▸ **OBJECTIVE 1**
In the trigger assembly text, why might some features of the illustrated embodiment go unshown? Answer in one to three sentences.
▸ **OBJECTIVE 2**
Answer these questions from the trigger assembly text:
(a) In some instances, where are both the trigger safety engagement surface and the trigger sear surface positioned?
(b) What does FIG. 4 show?
(c) What can the hammer define to receive the trigger sear surface in the stable safety position?
▸ **OBJECTIVE 3**
Resume the trigger assembly text after its final sentence.

▸ **TEXT EXCERPT**
####################

In any of the disclosed embodiments, a trigger safety engagement surface can engage a hammer safety engagement surface, each engagement surface being different from the sear surfaces, in the stable/static safety position. In some instances, both the trigger safety engagement surface and the trigger sear surface are positioned on a forward end of the trigger.


Applicant also discloses that in any of the embodiments, a trigger release barrier surface can be arranged to engage a hammer release barrier surface to prevent movement of the trigger from releasing the hammer, when the assembly is in the stable/static safety position, and allowing the hammer to rotate into contact with the firing pin. In some arrangements, the hammer/trigger release barrier surface is transverse to the hammer/trigger safety engagement surface. In some instances, the trigger safety engagement surface is transverse to the trigger sear surface. It is also provided that the hammer release barrier surface can be tangential to an imaginary circle concentric with a hammer axis of rotation about which the hammer rotates.


In any of the arrangements, the hammer can define a recess arranged to receive the trigger sear surface in the stable safety position. Similarly, in any of the arrangements, the trigger assembly and/or components thereof may be of a single stage trigger assembly.


Further forms, objects, features, aspects, benefits, advantages, and embodiments of the present invention will become apparent from a detailed description and drawings provided herewith.





BRIEF DESCRIPTION OF THE DRAWINGS


FIG. 1 is a cross-sectional view of a bolt carrier group and trigger assembly.



FIG. 2 is a side view of a trigger.



FIG. 3 is a side view of a hammer.



FIG. 4 is a side view of a coupling member.



FIG. 5 is a side view of a trigger assembly in a stable, cocked position.



FIGS. 6, 7 and 8 are side views of the trigger assembly illustrating the transition to the stable, uncocked position from the stable, cocked position.



FIGS. 9, 10, 11 and 12 are partial side views of the trigger assembly illustrating the transition from the stable, cocked position to the stable, safety position.



FIG. 13 is a partial side view of the trigger assembly illustrating the trigger assembly in the stable, safety position with a rearward force being exerted on the lower portion of the trigger.



FIG. 14 is a side view of the trigger assembly in the stable, safety position with the stable, cocked position shown in phantom.



FIG. 15 is a partial side view of another embodiment of a trigger assembly.





DESCRIPTION OF THE SELECTED EMBODIMENTS

For the purpose of promoting an understanding of the principles of the invention, reference will now be made to the embodiments illustrated in the drawings and specific language will be used to describe the same. It will nevertheless be understood that no limitation of the scope of the invention is thereby intended. Any alterations and further modifications in the described embodiments, and any further applications of the principles of the invention as described herein are contemplated as would normally occur to one skilled in the art to which the invention relates. One embodiment of the invention is shown in great detail, although it will be apparent to those skilled in the relevant art that some features that are not relevant to the present invention may not be shown for the sake of clarity.

####################

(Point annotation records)

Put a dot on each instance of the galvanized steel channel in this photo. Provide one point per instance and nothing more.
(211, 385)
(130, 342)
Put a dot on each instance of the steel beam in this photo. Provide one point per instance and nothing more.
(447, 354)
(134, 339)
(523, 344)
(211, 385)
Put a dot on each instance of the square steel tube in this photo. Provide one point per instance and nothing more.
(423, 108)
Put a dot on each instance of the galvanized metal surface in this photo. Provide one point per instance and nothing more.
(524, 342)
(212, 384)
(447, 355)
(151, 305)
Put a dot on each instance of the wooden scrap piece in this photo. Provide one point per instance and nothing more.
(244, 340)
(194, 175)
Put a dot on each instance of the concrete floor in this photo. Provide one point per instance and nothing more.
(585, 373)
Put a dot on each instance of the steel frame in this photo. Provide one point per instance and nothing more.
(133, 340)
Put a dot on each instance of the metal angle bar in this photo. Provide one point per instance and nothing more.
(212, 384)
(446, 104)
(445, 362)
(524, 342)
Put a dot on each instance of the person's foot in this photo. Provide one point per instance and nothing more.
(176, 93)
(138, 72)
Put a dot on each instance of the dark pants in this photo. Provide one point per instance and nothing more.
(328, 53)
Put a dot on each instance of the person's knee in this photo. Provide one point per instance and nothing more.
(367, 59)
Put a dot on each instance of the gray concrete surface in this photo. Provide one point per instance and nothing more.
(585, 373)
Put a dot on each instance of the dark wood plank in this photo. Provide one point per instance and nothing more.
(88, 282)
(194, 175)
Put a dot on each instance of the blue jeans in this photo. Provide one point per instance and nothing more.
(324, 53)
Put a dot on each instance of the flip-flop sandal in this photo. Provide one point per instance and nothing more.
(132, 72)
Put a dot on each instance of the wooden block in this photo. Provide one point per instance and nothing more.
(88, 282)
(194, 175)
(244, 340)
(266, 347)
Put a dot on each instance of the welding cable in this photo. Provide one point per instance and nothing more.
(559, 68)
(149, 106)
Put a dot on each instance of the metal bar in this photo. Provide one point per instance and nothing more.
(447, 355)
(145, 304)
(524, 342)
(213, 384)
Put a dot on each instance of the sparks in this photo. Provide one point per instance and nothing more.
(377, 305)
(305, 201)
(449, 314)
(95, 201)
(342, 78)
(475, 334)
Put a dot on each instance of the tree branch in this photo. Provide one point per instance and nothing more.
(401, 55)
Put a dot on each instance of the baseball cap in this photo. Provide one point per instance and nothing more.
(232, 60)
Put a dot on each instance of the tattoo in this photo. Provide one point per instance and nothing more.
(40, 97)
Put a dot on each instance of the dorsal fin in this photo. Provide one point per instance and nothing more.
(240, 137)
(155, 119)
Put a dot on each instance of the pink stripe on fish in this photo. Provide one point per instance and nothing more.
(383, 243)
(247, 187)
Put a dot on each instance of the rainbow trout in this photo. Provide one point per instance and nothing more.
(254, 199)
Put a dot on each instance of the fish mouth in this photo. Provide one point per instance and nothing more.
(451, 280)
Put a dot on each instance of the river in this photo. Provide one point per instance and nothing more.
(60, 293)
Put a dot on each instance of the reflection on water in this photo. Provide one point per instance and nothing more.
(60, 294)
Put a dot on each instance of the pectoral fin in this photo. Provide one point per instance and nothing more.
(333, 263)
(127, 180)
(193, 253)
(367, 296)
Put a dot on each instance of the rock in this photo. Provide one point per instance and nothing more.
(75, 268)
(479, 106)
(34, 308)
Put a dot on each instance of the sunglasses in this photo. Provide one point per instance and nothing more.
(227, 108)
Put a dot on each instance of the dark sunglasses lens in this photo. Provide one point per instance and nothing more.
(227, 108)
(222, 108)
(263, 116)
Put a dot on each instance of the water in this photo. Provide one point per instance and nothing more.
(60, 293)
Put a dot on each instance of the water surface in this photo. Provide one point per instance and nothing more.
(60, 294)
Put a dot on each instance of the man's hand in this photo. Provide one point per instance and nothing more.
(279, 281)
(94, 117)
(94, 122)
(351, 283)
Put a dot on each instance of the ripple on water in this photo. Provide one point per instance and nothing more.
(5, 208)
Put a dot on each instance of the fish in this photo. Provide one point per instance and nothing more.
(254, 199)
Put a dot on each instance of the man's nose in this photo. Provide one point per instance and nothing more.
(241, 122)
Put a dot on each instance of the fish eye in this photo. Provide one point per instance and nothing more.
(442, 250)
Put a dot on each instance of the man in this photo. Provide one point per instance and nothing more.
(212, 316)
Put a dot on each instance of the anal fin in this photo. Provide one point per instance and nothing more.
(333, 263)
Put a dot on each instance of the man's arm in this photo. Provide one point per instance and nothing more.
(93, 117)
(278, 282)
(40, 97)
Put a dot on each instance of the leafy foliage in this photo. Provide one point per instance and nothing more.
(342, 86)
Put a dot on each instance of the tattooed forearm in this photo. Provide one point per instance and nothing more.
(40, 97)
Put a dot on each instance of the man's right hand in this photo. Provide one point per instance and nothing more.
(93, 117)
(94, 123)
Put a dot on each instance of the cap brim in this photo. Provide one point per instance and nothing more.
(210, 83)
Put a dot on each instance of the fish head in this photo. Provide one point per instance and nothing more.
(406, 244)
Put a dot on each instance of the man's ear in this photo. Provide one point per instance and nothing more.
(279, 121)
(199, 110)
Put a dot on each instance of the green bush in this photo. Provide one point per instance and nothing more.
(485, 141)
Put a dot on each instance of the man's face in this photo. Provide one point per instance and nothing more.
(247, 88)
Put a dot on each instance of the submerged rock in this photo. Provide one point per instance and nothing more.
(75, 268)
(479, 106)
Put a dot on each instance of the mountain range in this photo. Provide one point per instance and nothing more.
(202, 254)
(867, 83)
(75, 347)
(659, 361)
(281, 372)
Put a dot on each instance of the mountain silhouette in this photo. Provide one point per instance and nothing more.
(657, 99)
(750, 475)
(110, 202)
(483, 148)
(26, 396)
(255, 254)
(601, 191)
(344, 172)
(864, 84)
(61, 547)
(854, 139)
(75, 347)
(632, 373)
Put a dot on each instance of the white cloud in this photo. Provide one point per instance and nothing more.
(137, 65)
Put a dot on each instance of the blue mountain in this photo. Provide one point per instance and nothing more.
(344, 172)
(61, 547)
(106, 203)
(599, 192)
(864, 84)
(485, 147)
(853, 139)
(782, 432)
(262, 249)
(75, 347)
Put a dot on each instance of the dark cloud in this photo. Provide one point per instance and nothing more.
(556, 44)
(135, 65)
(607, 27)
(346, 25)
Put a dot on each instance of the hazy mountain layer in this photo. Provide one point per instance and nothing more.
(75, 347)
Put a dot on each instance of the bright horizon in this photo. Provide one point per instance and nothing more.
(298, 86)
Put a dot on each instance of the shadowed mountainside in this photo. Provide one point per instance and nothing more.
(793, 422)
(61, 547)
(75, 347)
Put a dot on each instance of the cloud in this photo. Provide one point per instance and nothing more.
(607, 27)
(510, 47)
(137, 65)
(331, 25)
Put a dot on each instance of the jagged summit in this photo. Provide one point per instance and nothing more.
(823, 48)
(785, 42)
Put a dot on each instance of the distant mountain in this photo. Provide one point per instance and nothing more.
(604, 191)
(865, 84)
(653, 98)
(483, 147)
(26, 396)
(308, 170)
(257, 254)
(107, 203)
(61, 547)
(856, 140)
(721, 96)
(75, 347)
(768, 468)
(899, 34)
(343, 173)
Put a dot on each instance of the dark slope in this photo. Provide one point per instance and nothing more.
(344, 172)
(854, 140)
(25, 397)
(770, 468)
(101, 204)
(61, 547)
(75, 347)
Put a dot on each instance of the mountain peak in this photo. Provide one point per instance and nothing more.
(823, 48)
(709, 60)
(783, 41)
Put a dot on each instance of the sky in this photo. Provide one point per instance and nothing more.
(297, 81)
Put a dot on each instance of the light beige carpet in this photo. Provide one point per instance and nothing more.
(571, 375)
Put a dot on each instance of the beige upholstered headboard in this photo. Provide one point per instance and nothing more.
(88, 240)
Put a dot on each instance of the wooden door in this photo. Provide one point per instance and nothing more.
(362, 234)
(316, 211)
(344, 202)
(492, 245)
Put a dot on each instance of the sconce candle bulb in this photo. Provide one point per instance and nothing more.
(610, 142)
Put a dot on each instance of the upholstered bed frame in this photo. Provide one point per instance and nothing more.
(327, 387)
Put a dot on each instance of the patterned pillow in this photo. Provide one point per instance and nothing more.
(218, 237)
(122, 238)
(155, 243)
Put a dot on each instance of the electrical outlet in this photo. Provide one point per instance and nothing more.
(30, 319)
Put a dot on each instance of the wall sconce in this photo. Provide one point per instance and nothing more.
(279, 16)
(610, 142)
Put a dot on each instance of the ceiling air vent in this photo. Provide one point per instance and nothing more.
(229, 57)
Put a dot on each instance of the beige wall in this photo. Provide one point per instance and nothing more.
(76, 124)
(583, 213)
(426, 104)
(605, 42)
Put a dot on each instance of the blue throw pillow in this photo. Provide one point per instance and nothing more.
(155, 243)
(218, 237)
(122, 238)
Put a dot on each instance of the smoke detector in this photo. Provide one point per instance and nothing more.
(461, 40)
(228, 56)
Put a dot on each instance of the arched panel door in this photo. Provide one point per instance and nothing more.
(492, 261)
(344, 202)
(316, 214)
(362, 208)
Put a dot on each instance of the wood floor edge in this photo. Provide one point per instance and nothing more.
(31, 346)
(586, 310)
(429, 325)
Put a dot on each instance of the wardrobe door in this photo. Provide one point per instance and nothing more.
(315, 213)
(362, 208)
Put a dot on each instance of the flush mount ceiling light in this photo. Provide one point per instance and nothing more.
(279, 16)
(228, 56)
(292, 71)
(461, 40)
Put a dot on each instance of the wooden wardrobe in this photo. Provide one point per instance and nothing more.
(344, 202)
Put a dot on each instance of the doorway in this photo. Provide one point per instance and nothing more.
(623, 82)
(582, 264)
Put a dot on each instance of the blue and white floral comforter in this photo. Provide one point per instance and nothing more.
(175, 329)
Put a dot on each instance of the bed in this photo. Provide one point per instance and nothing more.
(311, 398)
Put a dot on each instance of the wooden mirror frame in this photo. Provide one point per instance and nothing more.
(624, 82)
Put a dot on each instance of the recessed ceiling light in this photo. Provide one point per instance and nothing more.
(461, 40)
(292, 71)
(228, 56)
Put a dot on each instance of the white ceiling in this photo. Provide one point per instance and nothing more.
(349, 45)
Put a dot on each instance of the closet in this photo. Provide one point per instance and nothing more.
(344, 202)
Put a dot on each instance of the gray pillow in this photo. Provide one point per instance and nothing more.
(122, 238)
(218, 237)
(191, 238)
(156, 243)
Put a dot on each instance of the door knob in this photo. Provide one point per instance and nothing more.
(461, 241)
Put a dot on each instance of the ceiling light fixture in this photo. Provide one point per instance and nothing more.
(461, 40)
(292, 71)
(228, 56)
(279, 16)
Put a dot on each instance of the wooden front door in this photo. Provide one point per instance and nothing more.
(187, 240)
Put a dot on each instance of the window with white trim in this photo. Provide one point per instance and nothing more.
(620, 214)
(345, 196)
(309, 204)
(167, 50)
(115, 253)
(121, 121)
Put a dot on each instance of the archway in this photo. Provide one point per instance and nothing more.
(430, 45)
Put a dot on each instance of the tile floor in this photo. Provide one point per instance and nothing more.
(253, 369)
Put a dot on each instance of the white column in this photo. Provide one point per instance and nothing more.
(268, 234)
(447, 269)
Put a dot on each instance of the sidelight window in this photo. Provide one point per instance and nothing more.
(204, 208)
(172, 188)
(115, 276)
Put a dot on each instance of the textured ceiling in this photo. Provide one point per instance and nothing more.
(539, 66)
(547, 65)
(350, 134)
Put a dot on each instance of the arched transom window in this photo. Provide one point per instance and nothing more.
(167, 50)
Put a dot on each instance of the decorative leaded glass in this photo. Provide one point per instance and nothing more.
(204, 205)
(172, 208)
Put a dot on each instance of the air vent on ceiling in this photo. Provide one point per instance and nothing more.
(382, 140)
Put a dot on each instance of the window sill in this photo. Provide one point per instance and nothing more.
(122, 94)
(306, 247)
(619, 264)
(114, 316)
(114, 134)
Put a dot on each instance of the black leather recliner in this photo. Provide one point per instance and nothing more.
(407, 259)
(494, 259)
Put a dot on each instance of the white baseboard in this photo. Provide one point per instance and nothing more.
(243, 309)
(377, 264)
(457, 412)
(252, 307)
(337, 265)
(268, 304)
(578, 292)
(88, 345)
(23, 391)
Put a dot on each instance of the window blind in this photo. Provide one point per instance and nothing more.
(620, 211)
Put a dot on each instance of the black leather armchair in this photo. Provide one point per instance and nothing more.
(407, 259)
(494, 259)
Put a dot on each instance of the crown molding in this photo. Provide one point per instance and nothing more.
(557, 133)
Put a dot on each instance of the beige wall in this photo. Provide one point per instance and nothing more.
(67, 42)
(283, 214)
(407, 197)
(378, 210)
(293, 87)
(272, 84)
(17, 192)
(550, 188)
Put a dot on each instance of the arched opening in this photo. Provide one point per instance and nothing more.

####################

▸ **OUTPUT 1**
They may be left out for the sake of clarity. Although one embodiment is shown in great detail, features that are not relevant to the present invention may not be shown.

▸ **OUTPUT 2**
(a) On a forward end of the trigger.
(b) A side view of a coupling member.
(c) A recess.

▸ **OUTPUT 3**
With respect to the specification and claims, it should be noted that the singular forms “a”, “an”, “the”, and the like include plural referents unless expressly discussed otherwise. As an illustration, references to “a device” or “the device” include one or more of such devices and equivalents thereof. It also should be noted that directional terms, such as “upper”, “lower”, is “bottom”, “forward”, “rearward” and the like, are used herein solely for the convenience of the reader in order to aid in the reader's understanding of the illustrated embodiments, and it is not the intent that the use of these directional terms in any manner limit the described, illustrated, and/or claimed features to a specific direction and/or orientation.



FIG. 1 illustrates an embodiment of the present disclosure, the embodiment including a trigger assembly 100 cooperating with a bolt carrier group 1000 for a firearm. The trigger assembly includes a single-stage trigger and hammer assembly comprising a trigger 102, a hammer 104, and a connecting member 106 that retains rotational axes of the trigger and the hammer in position relative to one another.


As shown in FIG. 2, the trigger has an upper portion 110, a lower portion 112, a forward portion 114, and a rearward portion 116. The upper portion is arranged to be positioned within a stock or receiver of a firearm (e.g., a lower receiver of an M16 or AR style firearm) with the lower portion extending below and outward of the stock/receiver to be manipulable by a user in firing the firearm. Positioned at a forward end of the trigger are a trigger sear surface 120, a trigger safety engagement surface 122 different from the trigger sear surface, and a trigger release barrier surface 124, which are each arranged to engage different portions of the hammer during certain configurations. The rearward portion of the trigger is arranged to engage a fire control mechanism (e.g., a safety selector) and support a disconnector (not shown). The trigger defines a forward, trigger pin opening 126 arranged to receive a trigger pin for pivotally coupling the trigger to the connecting member and/or to the stock/receiver of the firearm. The trigger defines a rearward, disconnector pin opening 128 arranged to receive a disconnector pin for pivotally coupling the disconnector to the trigger.


The hammer, illustrated in FIG. 3, includes a hammer sear surface 140, a hammer safety engagement surface 142 different from the hammer sear surface, a hammer release barrier surface 144, a firing pin striking surface 146, and a disconnector engaging surface 148. A safety recess 150 for receiving the trigger sear surface on the forward end of the trigger is defined by the hammer, such as by the hammer safety engagement surface and/or the hammer release barrier surface. The hammer also defines a hammer pin opening 152 arranged to receive a hammer pin for pivotally coupling the hammer to the connecting member and/or to the stock/receiver of the firearm.


The connecting member, illustrated in FIG. 4, defines a trigger pin opening 160 and a hammer pin opening 162. The trigger pin opening is arranged to receive the trigger pin received within the forward, trigger pin opening of the trigger to pivotally couple the trigger to the coupling member. Similarly, the hammer pin opening is arranged to receive the hammer pin received within the hammer pin opening of the hammer to pivotally couple the hammer to the coupling member and to the trigger. The trigger pin opening and the hammer pin opening of the connecting member, in many instances, are arranged to align with corresponding openings for the trigger pin and the hammer pin in the lower receiver of an M16/AR style firearm.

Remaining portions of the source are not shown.